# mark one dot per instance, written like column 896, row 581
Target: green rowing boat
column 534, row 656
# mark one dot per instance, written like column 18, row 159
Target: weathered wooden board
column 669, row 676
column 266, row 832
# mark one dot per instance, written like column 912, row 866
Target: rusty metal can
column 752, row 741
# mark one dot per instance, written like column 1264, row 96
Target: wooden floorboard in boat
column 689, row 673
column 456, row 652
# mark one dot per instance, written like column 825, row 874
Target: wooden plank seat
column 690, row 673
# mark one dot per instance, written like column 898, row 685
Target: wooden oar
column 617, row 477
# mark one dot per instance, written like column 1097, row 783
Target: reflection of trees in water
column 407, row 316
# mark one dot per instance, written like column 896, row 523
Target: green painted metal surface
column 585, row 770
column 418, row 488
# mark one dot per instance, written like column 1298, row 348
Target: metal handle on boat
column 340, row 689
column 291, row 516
● ● ● ● ● ● ●
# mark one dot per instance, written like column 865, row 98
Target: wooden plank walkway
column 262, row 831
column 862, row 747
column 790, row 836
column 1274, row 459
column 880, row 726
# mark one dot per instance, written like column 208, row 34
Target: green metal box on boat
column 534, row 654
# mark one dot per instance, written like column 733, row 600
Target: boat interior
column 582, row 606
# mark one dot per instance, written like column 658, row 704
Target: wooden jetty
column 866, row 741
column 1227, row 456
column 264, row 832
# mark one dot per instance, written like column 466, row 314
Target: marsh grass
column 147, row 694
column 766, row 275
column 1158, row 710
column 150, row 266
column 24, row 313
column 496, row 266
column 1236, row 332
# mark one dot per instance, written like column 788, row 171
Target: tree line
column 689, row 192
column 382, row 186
● ● ● ● ● ● ●
[WHAT YOU HAVE TO DO]
Return, word for word, the lines of the data above from the line with "# mark one dot per instance, written like column 865, row" through the line with "# mark one dot per instance, written like column 788, row", inclusive.

[SOLVED PROBLEM]
# mark one dot per instance, written like column 865, row 98
Target: wooden plank walkway
column 262, row 831
column 862, row 747
column 790, row 836
column 1274, row 459
column 880, row 726
# mark one dot per instance, written like column 208, row 34
Target: green metal box on boat
column 534, row 654
# mark one dot per instance, written like column 733, row 600
Target: boat interior
column 582, row 606
# mark one dot per instance, written like column 658, row 704
Target: wooden jetty
column 866, row 741
column 1227, row 456
column 264, row 832
# mark one dot per instance, written like column 466, row 314
Target: marsh grass
column 147, row 694
column 766, row 275
column 1158, row 710
column 150, row 266
column 24, row 313
column 496, row 266
column 1236, row 332
# mark one dot per instance, written like column 788, row 171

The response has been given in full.